■ **Source material**
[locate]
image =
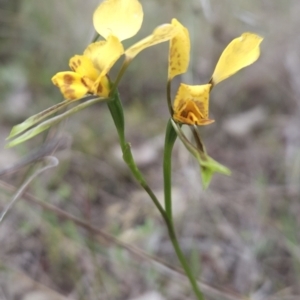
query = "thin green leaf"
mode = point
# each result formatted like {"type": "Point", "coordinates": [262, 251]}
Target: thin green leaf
{"type": "Point", "coordinates": [39, 117]}
{"type": "Point", "coordinates": [53, 121]}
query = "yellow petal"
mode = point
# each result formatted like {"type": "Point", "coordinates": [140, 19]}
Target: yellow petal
{"type": "Point", "coordinates": [161, 34]}
{"type": "Point", "coordinates": [70, 84]}
{"type": "Point", "coordinates": [191, 104]}
{"type": "Point", "coordinates": [104, 54]}
{"type": "Point", "coordinates": [240, 53]}
{"type": "Point", "coordinates": [179, 53]}
{"type": "Point", "coordinates": [121, 18]}
{"type": "Point", "coordinates": [101, 87]}
{"type": "Point", "coordinates": [83, 65]}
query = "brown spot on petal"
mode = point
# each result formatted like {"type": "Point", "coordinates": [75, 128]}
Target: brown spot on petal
{"type": "Point", "coordinates": [70, 93]}
{"type": "Point", "coordinates": [74, 65]}
{"type": "Point", "coordinates": [99, 89]}
{"type": "Point", "coordinates": [68, 79]}
{"type": "Point", "coordinates": [84, 82]}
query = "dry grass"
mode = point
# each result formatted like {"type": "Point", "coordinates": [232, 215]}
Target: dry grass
{"type": "Point", "coordinates": [241, 236]}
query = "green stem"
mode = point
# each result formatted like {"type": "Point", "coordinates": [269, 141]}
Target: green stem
{"type": "Point", "coordinates": [170, 139]}
{"type": "Point", "coordinates": [116, 110]}
{"type": "Point", "coordinates": [169, 101]}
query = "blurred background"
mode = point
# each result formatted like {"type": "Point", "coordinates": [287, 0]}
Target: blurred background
{"type": "Point", "coordinates": [241, 236]}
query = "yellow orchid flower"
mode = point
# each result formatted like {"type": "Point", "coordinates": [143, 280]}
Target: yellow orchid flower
{"type": "Point", "coordinates": [115, 21]}
{"type": "Point", "coordinates": [191, 105]}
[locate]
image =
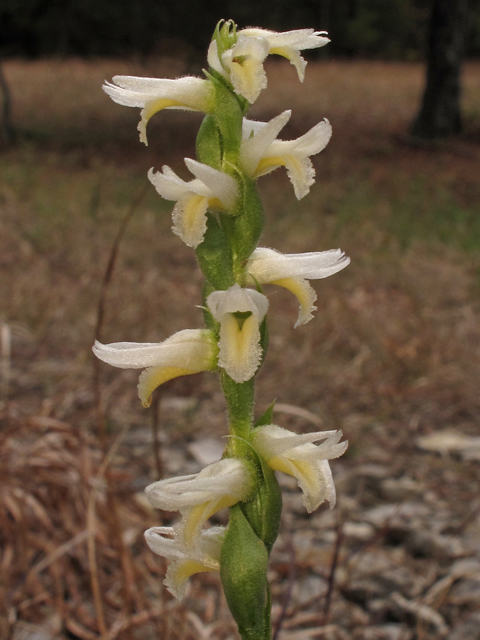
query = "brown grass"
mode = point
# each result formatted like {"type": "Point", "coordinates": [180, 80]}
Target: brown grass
{"type": "Point", "coordinates": [392, 354]}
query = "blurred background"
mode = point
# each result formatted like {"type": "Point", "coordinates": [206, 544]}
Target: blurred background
{"type": "Point", "coordinates": [391, 358]}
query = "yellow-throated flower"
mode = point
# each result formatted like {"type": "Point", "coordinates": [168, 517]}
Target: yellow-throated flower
{"type": "Point", "coordinates": [211, 189]}
{"type": "Point", "coordinates": [240, 312]}
{"type": "Point", "coordinates": [204, 555]}
{"type": "Point", "coordinates": [293, 271]}
{"type": "Point", "coordinates": [289, 44]}
{"type": "Point", "coordinates": [242, 64]}
{"type": "Point", "coordinates": [186, 352]}
{"type": "Point", "coordinates": [199, 496]}
{"type": "Point", "coordinates": [308, 463]}
{"type": "Point", "coordinates": [262, 153]}
{"type": "Point", "coordinates": [154, 94]}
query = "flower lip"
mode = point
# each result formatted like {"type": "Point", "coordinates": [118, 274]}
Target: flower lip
{"type": "Point", "coordinates": [267, 265]}
{"type": "Point", "coordinates": [186, 352]}
{"type": "Point", "coordinates": [210, 189]}
{"type": "Point", "coordinates": [297, 456]}
{"type": "Point", "coordinates": [237, 299]}
{"type": "Point", "coordinates": [154, 94]}
{"type": "Point", "coordinates": [198, 496]}
{"type": "Point", "coordinates": [262, 153]}
{"type": "Point", "coordinates": [204, 555]}
{"type": "Point", "coordinates": [292, 271]}
{"type": "Point", "coordinates": [227, 477]}
{"type": "Point", "coordinates": [240, 352]}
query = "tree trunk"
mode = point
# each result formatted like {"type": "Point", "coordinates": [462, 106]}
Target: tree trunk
{"type": "Point", "coordinates": [440, 111]}
{"type": "Point", "coordinates": [6, 126]}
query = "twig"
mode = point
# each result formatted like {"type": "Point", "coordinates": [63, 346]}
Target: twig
{"type": "Point", "coordinates": [97, 598]}
{"type": "Point", "coordinates": [288, 592]}
{"type": "Point", "coordinates": [156, 441]}
{"type": "Point", "coordinates": [331, 577]}
{"type": "Point", "coordinates": [6, 109]}
{"type": "Point", "coordinates": [107, 277]}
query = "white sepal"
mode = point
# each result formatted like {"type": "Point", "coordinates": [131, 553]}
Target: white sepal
{"type": "Point", "coordinates": [244, 64]}
{"type": "Point", "coordinates": [155, 94]}
{"type": "Point", "coordinates": [186, 352]}
{"type": "Point", "coordinates": [289, 44]}
{"type": "Point", "coordinates": [211, 189]}
{"type": "Point", "coordinates": [261, 153]}
{"type": "Point", "coordinates": [199, 496]}
{"type": "Point", "coordinates": [204, 555]}
{"type": "Point", "coordinates": [240, 350]}
{"type": "Point", "coordinates": [297, 456]}
{"type": "Point", "coordinates": [292, 271]}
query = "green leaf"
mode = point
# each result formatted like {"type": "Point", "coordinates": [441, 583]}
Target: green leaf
{"type": "Point", "coordinates": [215, 256]}
{"type": "Point", "coordinates": [209, 145]}
{"type": "Point", "coordinates": [244, 230]}
{"type": "Point", "coordinates": [264, 510]}
{"type": "Point", "coordinates": [266, 417]}
{"type": "Point", "coordinates": [229, 117]}
{"type": "Point", "coordinates": [243, 570]}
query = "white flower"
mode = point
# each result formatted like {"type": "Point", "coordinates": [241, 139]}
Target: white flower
{"type": "Point", "coordinates": [289, 44]}
{"type": "Point", "coordinates": [210, 189]}
{"type": "Point", "coordinates": [242, 65]}
{"type": "Point", "coordinates": [204, 555]}
{"type": "Point", "coordinates": [155, 94]}
{"type": "Point", "coordinates": [186, 352]}
{"type": "Point", "coordinates": [296, 455]}
{"type": "Point", "coordinates": [199, 496]}
{"type": "Point", "coordinates": [261, 153]}
{"type": "Point", "coordinates": [240, 351]}
{"type": "Point", "coordinates": [293, 270]}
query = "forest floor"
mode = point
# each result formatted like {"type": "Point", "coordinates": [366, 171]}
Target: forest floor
{"type": "Point", "coordinates": [392, 358]}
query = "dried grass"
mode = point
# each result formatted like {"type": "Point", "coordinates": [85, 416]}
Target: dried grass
{"type": "Point", "coordinates": [393, 353]}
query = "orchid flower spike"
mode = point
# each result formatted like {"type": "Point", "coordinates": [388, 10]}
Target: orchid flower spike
{"type": "Point", "coordinates": [186, 352]}
{"type": "Point", "coordinates": [262, 153]}
{"type": "Point", "coordinates": [199, 496]}
{"type": "Point", "coordinates": [296, 455]}
{"type": "Point", "coordinates": [289, 44]}
{"type": "Point", "coordinates": [242, 65]}
{"type": "Point", "coordinates": [203, 556]}
{"type": "Point", "coordinates": [240, 312]}
{"type": "Point", "coordinates": [211, 189]}
{"type": "Point", "coordinates": [155, 94]}
{"type": "Point", "coordinates": [293, 271]}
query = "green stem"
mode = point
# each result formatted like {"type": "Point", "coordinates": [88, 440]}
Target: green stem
{"type": "Point", "coordinates": [240, 399]}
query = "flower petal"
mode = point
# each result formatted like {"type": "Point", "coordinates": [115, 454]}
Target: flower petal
{"type": "Point", "coordinates": [237, 299]}
{"type": "Point", "coordinates": [221, 484]}
{"type": "Point", "coordinates": [245, 63]}
{"type": "Point", "coordinates": [189, 217]}
{"type": "Point", "coordinates": [267, 265]}
{"type": "Point", "coordinates": [203, 556]}
{"type": "Point", "coordinates": [255, 146]}
{"type": "Point", "coordinates": [304, 293]}
{"type": "Point", "coordinates": [155, 94]}
{"type": "Point", "coordinates": [240, 351]}
{"type": "Point", "coordinates": [221, 185]}
{"type": "Point", "coordinates": [186, 352]}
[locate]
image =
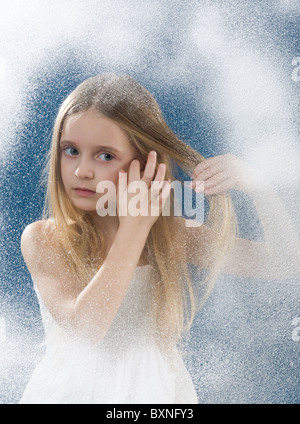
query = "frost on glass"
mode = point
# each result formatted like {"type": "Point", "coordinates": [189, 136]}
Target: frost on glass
{"type": "Point", "coordinates": [227, 77]}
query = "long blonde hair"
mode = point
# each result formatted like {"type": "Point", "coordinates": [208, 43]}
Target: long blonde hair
{"type": "Point", "coordinates": [127, 103]}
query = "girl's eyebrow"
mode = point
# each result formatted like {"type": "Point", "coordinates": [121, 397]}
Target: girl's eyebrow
{"type": "Point", "coordinates": [109, 148]}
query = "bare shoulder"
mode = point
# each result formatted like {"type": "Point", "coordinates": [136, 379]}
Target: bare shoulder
{"type": "Point", "coordinates": [38, 241]}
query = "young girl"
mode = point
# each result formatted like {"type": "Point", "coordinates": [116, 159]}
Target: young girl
{"type": "Point", "coordinates": [115, 290]}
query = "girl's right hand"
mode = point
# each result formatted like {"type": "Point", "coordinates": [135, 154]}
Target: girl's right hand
{"type": "Point", "coordinates": [140, 199]}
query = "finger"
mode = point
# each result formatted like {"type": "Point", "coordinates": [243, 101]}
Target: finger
{"type": "Point", "coordinates": [150, 168]}
{"type": "Point", "coordinates": [164, 196]}
{"type": "Point", "coordinates": [134, 173]}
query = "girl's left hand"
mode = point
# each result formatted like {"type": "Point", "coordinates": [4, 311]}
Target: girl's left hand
{"type": "Point", "coordinates": [222, 173]}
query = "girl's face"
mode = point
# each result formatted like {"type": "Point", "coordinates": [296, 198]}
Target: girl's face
{"type": "Point", "coordinates": [93, 149]}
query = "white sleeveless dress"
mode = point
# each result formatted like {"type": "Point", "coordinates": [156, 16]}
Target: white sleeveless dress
{"type": "Point", "coordinates": [126, 367]}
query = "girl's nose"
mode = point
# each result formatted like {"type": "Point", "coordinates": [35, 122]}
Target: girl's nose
{"type": "Point", "coordinates": [84, 171]}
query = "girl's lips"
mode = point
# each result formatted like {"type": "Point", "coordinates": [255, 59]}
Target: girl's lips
{"type": "Point", "coordinates": [81, 191]}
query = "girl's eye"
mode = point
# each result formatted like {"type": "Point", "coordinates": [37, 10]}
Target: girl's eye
{"type": "Point", "coordinates": [70, 151]}
{"type": "Point", "coordinates": [106, 156]}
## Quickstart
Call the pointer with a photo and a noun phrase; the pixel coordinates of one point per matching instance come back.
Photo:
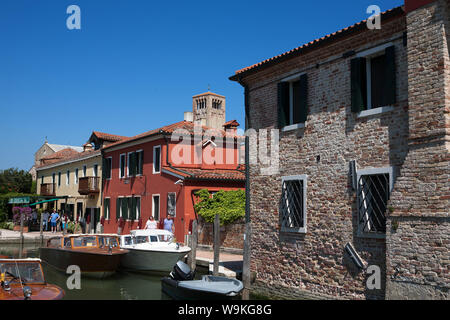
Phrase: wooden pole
(216, 245)
(41, 227)
(193, 244)
(21, 235)
(247, 234)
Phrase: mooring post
(247, 233)
(216, 245)
(193, 239)
(41, 229)
(21, 235)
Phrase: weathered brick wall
(231, 235)
(418, 246)
(314, 265)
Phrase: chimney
(188, 116)
(87, 147)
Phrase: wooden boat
(23, 279)
(180, 285)
(151, 250)
(97, 255)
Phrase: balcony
(48, 189)
(89, 185)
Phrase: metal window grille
(373, 195)
(292, 205)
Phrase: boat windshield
(140, 239)
(84, 242)
(29, 272)
(106, 241)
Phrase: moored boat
(23, 279)
(151, 250)
(180, 285)
(97, 255)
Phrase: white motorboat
(151, 250)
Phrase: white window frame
(369, 55)
(138, 216)
(124, 167)
(140, 174)
(109, 208)
(154, 156)
(292, 126)
(76, 176)
(159, 206)
(367, 172)
(167, 203)
(304, 178)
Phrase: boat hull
(170, 287)
(92, 263)
(148, 260)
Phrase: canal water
(123, 285)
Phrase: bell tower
(209, 110)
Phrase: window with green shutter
(373, 80)
(106, 208)
(293, 101)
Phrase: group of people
(168, 224)
(56, 221)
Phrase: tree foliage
(15, 180)
(230, 205)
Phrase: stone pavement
(9, 236)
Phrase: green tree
(15, 180)
(230, 205)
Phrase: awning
(33, 204)
(19, 200)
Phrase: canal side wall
(314, 265)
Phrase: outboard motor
(182, 272)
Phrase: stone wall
(314, 265)
(418, 244)
(231, 236)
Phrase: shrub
(230, 205)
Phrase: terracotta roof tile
(385, 15)
(183, 125)
(209, 174)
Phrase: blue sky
(135, 65)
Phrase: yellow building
(77, 178)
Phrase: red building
(157, 173)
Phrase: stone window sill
(294, 127)
(371, 112)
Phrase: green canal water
(123, 285)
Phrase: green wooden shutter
(303, 105)
(118, 204)
(104, 168)
(358, 84)
(283, 104)
(133, 209)
(124, 208)
(389, 84)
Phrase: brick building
(363, 160)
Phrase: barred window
(293, 204)
(374, 188)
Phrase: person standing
(45, 217)
(54, 218)
(151, 223)
(168, 224)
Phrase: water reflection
(121, 286)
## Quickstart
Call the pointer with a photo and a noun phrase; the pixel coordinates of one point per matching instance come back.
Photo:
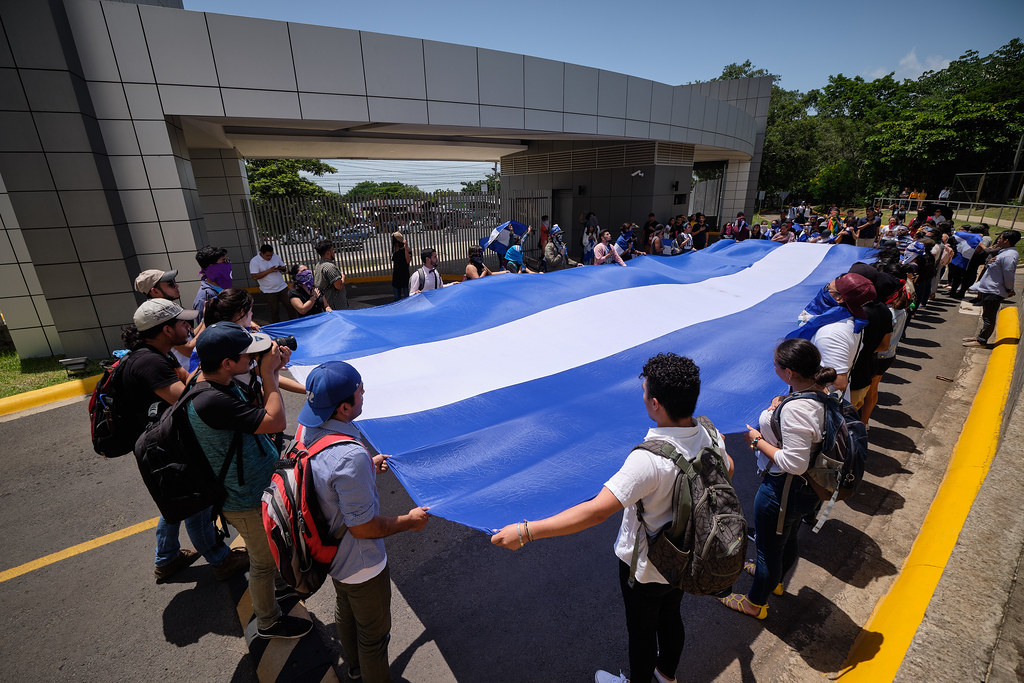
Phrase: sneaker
(287, 627)
(185, 557)
(236, 562)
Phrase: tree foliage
(280, 177)
(855, 138)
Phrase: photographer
(228, 426)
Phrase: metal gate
(360, 227)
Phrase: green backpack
(701, 551)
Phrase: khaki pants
(262, 570)
(363, 615)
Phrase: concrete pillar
(222, 193)
(57, 178)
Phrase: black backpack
(838, 468)
(701, 551)
(175, 469)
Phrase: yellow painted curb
(37, 397)
(883, 642)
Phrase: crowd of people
(845, 340)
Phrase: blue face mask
(305, 279)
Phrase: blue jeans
(202, 532)
(777, 552)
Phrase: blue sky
(677, 41)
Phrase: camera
(288, 341)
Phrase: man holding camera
(230, 427)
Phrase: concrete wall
(100, 100)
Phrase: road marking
(880, 648)
(77, 550)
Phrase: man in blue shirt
(995, 283)
(345, 478)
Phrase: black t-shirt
(225, 409)
(145, 370)
(399, 269)
(299, 292)
(880, 324)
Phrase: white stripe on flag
(440, 373)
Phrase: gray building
(125, 127)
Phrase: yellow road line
(77, 550)
(37, 397)
(883, 642)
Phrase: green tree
(492, 181)
(280, 177)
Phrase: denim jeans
(202, 532)
(654, 626)
(777, 552)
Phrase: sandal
(752, 567)
(739, 603)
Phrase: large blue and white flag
(516, 396)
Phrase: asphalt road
(463, 609)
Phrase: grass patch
(17, 376)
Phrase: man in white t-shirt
(839, 342)
(671, 386)
(267, 269)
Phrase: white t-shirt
(802, 423)
(272, 282)
(838, 344)
(645, 475)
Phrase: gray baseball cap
(158, 311)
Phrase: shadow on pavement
(895, 419)
(892, 439)
(859, 567)
(188, 616)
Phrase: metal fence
(1001, 215)
(360, 227)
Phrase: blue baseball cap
(227, 340)
(328, 385)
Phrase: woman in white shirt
(798, 364)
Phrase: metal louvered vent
(613, 156)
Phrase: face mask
(219, 274)
(305, 279)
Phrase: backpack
(111, 434)
(173, 466)
(701, 551)
(296, 527)
(838, 468)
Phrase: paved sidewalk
(974, 627)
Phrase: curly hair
(209, 255)
(227, 305)
(675, 381)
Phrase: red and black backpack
(299, 534)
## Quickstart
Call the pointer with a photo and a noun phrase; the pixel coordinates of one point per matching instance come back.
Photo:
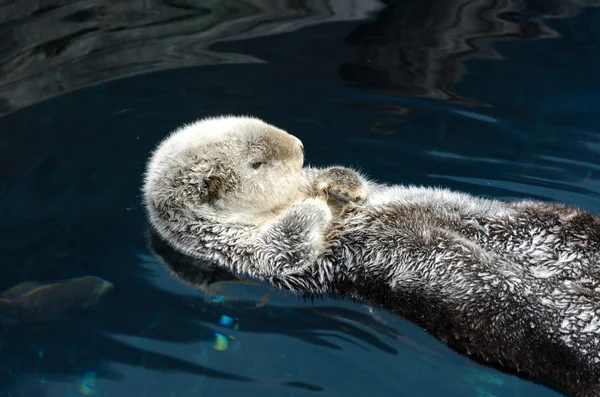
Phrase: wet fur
(512, 284)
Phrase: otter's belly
(552, 240)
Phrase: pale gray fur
(514, 284)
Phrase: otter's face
(226, 169)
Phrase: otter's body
(513, 284)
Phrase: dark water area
(496, 98)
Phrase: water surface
(496, 98)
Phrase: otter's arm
(343, 184)
(275, 252)
(288, 245)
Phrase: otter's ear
(210, 189)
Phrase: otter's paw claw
(343, 185)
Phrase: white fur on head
(223, 169)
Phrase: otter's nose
(301, 145)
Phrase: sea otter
(510, 283)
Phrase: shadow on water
(71, 166)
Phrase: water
(497, 98)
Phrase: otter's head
(223, 169)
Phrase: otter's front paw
(311, 214)
(342, 184)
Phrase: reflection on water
(66, 46)
(419, 48)
(482, 96)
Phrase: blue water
(494, 98)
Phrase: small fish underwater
(43, 302)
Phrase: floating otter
(510, 283)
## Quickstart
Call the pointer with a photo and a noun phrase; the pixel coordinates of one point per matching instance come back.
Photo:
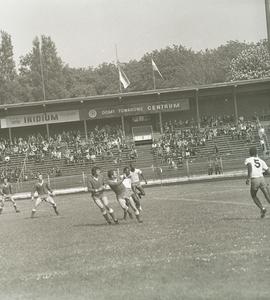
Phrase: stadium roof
(241, 83)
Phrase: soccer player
(96, 186)
(135, 181)
(6, 192)
(44, 194)
(257, 168)
(128, 185)
(122, 194)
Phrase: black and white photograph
(134, 150)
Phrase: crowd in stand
(69, 146)
(182, 139)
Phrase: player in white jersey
(6, 193)
(136, 182)
(257, 168)
(128, 184)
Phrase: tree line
(180, 66)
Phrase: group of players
(127, 188)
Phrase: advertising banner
(40, 119)
(133, 109)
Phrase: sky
(86, 31)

■ **Exercise brief**
Take the line that holds "Phrase: player in white jersey" as the first and the last line of the material as the final one. Print that span exactly, both ends included.

■ **Result below**
Phrase: player in white jersey
(6, 193)
(136, 182)
(257, 168)
(128, 184)
Phrase: tree line
(180, 66)
Phrase: group of players
(127, 188)
Phrase: advertising banner
(40, 119)
(133, 109)
Phrase: sky
(86, 31)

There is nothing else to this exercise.